Page extract
================================

3/24/16

Archery, Blackmail and Chalkboards


"There's something very convincing about a bow and arrow, but really, when you come to think of it..."
- Sgt. Beef (Leo Bruce's "I, Said the Sparrow," collected in Murder in Miniature and Other Stories, 1992)  
Rupert Croft-Cooke was the birth name of "Leo Bruce," writer and satirist, who penned a string of clever genre spoofs about a beer guzzling and darts playing village constable-turned-private investigator, but the novels about Sgt. Beef covered only a small portion of his total work – eight novels and a smattering of short stories stretched out over a period of sixteen years. Bruce was far more prolific with his secondary and lesser-known series about a schoolteacher and "a free-lance amateur" in the game of detection, Carolus Deene.

Deene took on the detective duties in twenty-three mystery novels, which were published between the mid-1950s and the early 70s, but they're a far cry from the inventive, tongue-in-cheek parodies of the genre that made up the Sgt. Beef series. They're more attuned with the darker mood and morose tone of the genre post-World War II.

Some years ago, I sampled one of the volumes from the Deene series, Death in Albert Park (1964), but I was repelled by the gloomy ambiance, plodding storytelling and a plot that was lifted from a rather famous mystery novel – i.e. Agatha Christie's The ABC Murders (1936). Granted, I probably should not have read Death in Albert Park on the heels of Bruce's masterpiece, Case for Three Detectives (1936), but fact remains I was disappointed enough to angrily dismiss the entire series as bottom-of-the-barrel material.

I found an old comment on the GADetection Group, by Curt Evans, responding to my dismissal of the series by stating that in his view "reading the Deene books would be desperately scraping the bottom of the barrel" and how "Academy Chicago does not publish barrel scrapings" – followed by an assurance that "some of the Deenes have ingenious twists." Well, this was not the only instance in which someone, whose opinion on the detective story I hold in high regard, pleaded in favor of this series. So why not finally take that postponed second look at the series. I wanted to read something by Bruce and reading a Carolus Deene novel would prolong the inevitable end to the Sgt. Beef series, of which there only two more left on the big pile of unread detective stories.

The novel I picked to reacquaint myself with Carolus Deene was Death at St. Asprey's School (1967) and there were two reasons for that: I love a scholastic setting as much as a shipboard or war-time mystery and the plot description promised something along the lines of Gladys Mitchell's Tom Brown's Body (1949).

St. Asprey's Preparatory School is a private and expensive boarding school for young boys of high repute, but, lately, a chain of "ugly and frightening events" has plagued the place. Several of the students, "serious youngsters of twelve and thirteen years," swore they saw a figure they variously called "the Monk, the Old Friar or the Abbot," who has been described as a bearded man in gray passing through the dormitory like a ghost – while "mumbling Latin." Footsteps had been heard at night and lights had been "seen moving about the grounds."

================================

Provided data
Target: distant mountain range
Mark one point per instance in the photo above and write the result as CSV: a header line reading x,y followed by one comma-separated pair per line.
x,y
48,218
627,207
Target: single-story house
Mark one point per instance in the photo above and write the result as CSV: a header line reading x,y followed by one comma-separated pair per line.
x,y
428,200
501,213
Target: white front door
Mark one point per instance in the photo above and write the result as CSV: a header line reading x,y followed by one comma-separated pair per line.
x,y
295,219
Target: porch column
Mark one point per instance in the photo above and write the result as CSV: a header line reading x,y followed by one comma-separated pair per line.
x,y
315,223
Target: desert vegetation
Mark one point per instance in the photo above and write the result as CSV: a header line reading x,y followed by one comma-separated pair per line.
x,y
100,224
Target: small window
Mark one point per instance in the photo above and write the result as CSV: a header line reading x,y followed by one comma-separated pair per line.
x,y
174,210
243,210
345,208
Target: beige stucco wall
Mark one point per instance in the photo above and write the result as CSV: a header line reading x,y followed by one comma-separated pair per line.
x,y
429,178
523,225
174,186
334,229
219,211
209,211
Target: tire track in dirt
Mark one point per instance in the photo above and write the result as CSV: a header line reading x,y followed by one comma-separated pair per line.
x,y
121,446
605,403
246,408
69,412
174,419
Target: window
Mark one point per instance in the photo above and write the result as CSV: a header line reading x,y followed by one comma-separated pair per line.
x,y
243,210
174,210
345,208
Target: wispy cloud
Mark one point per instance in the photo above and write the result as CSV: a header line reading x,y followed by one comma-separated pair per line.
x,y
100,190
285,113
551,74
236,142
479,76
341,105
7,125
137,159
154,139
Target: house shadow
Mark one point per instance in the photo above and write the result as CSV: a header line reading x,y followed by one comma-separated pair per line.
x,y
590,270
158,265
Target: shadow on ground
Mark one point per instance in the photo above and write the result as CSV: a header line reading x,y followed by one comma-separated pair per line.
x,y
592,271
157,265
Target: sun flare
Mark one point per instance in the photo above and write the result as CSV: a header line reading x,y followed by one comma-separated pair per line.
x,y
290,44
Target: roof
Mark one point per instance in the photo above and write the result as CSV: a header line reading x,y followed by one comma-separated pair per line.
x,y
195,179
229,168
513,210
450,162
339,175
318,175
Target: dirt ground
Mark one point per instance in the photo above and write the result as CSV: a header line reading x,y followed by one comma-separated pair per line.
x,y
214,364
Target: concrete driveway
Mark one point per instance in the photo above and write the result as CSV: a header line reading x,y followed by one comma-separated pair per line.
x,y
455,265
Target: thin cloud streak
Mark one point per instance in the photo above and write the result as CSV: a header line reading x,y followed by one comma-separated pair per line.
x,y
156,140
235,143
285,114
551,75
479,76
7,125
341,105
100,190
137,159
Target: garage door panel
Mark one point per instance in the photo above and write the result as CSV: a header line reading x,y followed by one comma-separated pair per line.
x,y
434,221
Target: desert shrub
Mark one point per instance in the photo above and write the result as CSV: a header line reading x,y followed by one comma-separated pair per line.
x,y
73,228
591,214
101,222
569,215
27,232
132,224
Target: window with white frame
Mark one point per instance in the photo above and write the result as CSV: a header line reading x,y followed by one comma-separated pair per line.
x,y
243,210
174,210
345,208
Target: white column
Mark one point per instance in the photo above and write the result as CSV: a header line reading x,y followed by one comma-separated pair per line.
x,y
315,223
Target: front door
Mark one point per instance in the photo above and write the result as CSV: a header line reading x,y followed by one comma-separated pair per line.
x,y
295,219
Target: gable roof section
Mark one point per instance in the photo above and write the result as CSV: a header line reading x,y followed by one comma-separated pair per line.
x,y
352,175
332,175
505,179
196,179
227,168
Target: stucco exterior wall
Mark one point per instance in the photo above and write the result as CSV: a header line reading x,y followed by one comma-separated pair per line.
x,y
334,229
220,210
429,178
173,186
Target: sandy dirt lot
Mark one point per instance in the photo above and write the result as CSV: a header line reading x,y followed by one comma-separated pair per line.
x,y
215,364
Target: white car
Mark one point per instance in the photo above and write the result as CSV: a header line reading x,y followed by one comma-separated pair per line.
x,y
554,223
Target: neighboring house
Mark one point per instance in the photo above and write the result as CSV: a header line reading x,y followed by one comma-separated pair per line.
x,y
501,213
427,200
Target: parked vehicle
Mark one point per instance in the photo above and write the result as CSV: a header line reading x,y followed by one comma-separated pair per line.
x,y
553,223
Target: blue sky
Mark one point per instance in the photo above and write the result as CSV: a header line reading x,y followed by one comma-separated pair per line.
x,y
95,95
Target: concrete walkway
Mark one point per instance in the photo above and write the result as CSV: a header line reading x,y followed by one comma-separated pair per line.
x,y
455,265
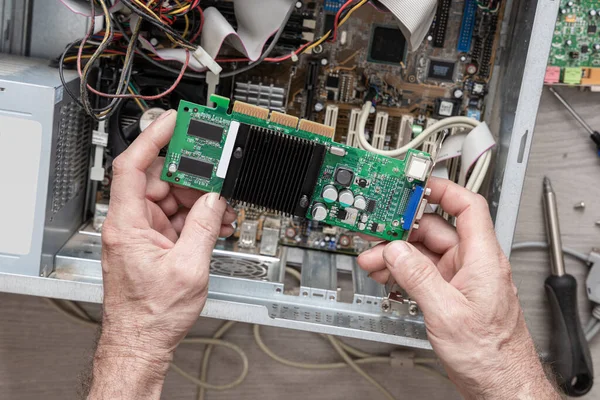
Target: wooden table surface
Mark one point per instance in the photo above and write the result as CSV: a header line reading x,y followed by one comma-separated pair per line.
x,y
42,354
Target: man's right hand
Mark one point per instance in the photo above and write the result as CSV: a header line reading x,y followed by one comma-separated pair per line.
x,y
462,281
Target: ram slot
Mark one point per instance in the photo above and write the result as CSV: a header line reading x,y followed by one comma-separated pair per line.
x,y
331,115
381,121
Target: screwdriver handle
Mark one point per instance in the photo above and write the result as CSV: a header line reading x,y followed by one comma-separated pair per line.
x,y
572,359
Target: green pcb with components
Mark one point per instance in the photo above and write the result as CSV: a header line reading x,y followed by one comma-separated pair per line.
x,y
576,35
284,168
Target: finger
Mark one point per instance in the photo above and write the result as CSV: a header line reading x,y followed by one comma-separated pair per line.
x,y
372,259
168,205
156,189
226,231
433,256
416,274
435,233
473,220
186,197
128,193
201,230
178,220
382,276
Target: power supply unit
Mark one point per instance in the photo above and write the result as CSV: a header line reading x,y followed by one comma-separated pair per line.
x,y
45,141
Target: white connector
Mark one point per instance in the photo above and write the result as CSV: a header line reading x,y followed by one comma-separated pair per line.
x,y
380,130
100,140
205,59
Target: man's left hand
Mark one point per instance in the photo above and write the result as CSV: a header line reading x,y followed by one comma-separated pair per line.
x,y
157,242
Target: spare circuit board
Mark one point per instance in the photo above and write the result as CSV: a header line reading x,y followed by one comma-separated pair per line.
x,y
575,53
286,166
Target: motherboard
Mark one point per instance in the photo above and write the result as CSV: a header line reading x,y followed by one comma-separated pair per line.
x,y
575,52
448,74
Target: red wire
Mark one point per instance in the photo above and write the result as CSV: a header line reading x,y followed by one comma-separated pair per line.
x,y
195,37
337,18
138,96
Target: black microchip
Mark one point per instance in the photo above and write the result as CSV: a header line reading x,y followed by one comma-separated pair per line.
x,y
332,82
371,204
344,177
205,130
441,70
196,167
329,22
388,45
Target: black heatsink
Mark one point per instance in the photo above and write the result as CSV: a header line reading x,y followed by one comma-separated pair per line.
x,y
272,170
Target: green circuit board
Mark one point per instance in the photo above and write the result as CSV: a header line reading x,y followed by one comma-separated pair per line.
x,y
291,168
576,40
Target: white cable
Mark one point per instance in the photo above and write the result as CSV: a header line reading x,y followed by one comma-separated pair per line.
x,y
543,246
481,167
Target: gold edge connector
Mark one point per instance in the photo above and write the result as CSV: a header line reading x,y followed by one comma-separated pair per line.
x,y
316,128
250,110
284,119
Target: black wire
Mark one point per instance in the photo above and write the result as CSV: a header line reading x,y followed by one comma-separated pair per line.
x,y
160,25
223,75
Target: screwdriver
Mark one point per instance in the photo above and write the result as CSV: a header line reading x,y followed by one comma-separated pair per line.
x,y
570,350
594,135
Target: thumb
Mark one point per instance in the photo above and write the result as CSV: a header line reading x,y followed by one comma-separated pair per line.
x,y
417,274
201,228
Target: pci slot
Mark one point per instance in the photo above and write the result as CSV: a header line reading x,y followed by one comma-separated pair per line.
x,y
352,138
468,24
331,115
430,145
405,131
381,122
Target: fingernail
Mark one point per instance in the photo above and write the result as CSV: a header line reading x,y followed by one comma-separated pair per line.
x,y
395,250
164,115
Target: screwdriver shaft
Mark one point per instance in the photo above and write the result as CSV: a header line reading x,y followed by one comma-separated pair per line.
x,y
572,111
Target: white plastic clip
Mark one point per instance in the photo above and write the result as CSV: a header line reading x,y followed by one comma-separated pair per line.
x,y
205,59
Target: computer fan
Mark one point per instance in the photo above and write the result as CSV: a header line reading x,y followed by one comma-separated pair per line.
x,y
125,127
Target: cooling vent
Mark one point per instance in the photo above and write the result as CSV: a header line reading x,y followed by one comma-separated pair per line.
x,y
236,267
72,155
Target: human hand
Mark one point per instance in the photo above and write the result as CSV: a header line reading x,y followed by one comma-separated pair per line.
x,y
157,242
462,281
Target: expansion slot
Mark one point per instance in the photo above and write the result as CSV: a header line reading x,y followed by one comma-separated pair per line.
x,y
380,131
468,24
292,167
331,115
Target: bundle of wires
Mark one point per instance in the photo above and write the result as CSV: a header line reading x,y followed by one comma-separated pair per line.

================================

Short task 1
Can you copy, word for word, the passage of the Leo Bruce review between "Archery, Blackmail and" and "Other Stories, 1992)", inclusive?
Short task 2
How would you sum up the Leo Bruce review in two sentences?
Short task 3
Write the next part of the Leo Bruce review, carrying on from its last sentence.

Output 1
Archery, Blackmail and Chalkboards


"There's something very convincing about a bow and arrow, but really, when you come to think of it..."
- Sgt. Beef (Leo Bruce's "I, Said the Sparrow," collected in Murder in Miniature and Other Stories, 1992)

Output 2
Leo Bruce, born Rupert Croft-Cooke, wrote only eight Sgt. Beef novels and a few short stories, but he wrote twenty-three darker mysteries about the schoolteacher Carolus Deene, a series the writer once dismissed after disliking Death in Albert Park. Urged on by respected readers, the writer gives the series a second look with Death at St. Asprey's School (1967), set at a boys' boarding school where students report a bearded figure in gray mumbling Latin, along with footsteps and moving lights at night.

Output 3
Ghosts, lights and footsteps are something the teachers could have coped with, but soon the "satanic figure" became more "hostile and corruptive." Six rabbits were brutally battered to death in their hutch and a fox terrier puppy got its throat cut in the stables. It was obvious to everyone "some tragic event was pending," but nobody could have foreseen it was an attempt at murdering one of the teachers!

Colin Sime is one of the assistant masters and is very popular among the boys, but not with his colleagues in the common-room and he, miraculously, survives tumbling down a narrow, worn-out spiral staircase in an old church tower – which escaped only with a broken leg. However, Sime swears he was pushed and an aspiring killer could potentially ruin the reputation of the school. So they call in an expert to take over Sime's classes.

Carolus Deene is described as a slim, adolescent looking widower in his forties and the owner of a large private income, which made teaching and playing detective merely occupations to kill time "because he could not live idly." He had already established a reputation for himself as an amateur sleuth by the time the St. Asprey's School business presented itself, because it's asked of him if he could elucidate the matter without a murder. Usually, a murder or two before Deene successfully reaches the end of an investigation.

Sadly, for the victim, Deene is unable to prevent a second and far more successful attempt on Sime’s life: who's found propped up in his bed, in front of an open window, with the shaft of an arrow embedded in his throat. Interestingly, the practice of archery provided the best aspects for both the plot and storytelling. Archery is all the craze at the school and everyone is practicing it, which made sure there were enough people around when the deadly arrow was loosened, but there were also interesting scraps of background information on the sport – complete with the obligatory references to both Robin Hood and William Tell.

The method for the murder is a reworking of a short story from Bruce's very own Murder in Miniature and Other Stories (1992) and the idea had been previously explored by G.K. Chesterton and John Dickson Carr, but the trick was competently presented and pulled off in this version. Surrounding this trick is a rather common place, garden-variety plot: a blackmailing victim who received his comeuppance, but my main complaint is how the interesting plot-threads, ghostly figure and animal killings, were relegated to the background – instead of being played up to their fullest in order to dress-up and distinguish a simplistic, standard and shopworn plot. Like the archery elements and snippets of school life did for the story, which were my favorite parts of the book.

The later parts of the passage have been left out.